Collected data
>>>>>

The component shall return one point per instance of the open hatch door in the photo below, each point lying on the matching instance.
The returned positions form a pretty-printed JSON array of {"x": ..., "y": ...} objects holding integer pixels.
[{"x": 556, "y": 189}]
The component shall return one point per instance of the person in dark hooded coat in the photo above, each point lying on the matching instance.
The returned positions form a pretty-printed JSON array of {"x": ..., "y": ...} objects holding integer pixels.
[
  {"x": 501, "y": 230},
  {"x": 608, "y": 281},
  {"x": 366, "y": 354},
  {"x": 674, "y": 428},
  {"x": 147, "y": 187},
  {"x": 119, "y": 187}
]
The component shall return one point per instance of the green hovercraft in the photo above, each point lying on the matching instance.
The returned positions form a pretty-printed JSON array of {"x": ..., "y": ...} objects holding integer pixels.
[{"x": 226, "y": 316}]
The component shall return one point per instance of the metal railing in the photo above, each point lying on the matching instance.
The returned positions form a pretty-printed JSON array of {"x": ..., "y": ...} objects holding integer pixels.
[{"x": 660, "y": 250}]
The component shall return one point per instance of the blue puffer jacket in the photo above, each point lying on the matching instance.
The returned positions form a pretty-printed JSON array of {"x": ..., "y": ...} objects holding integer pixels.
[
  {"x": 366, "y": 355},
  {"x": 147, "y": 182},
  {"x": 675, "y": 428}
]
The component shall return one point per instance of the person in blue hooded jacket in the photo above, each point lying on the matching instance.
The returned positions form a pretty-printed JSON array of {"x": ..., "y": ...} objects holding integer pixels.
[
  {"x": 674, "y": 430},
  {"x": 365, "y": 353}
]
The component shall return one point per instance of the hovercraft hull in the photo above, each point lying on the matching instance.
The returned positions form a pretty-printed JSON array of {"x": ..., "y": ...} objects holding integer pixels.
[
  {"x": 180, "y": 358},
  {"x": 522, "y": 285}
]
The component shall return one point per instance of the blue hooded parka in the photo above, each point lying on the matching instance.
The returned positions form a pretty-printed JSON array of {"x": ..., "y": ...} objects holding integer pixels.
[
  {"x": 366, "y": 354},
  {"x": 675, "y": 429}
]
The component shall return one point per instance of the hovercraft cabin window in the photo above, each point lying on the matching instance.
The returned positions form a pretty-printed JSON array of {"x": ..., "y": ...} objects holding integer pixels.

<<<<<

AIM —
Reproduce the material verbatim from the line containing "person in blue" through its final line, both inclusive.

FINISHED EXERCISE —
The component shall return one point per instance of the person in blue hooded jacket in the photo above, each point lying on the matching instance.
The returned positions form a pretty-printed JSON array of {"x": ..., "y": ...} objects holding integer pixels.
[
  {"x": 674, "y": 430},
  {"x": 365, "y": 353}
]
The component shall return one point per instance of the hovercraft hull in the photo above, each point lying on the matching instance.
The returned positions form a pretty-printed JSON array of {"x": ..., "y": ...} objects holding integer pixels.
[
  {"x": 180, "y": 358},
  {"x": 522, "y": 285}
]
The component shall return one point per instance of the blue hooded parka in the photo above, each point lying on the matching instance.
The returned positions form a pretty-printed JSON array of {"x": ..., "y": ...} objects holding integer pixels.
[
  {"x": 366, "y": 354},
  {"x": 675, "y": 429}
]
The component shall return one point per instance of the hovercraft cabin window in the photo above, each point lying on the matching instance.
The returned positions form a pretty-printed JSON array of {"x": ..., "y": ...} objects holding integer pixels.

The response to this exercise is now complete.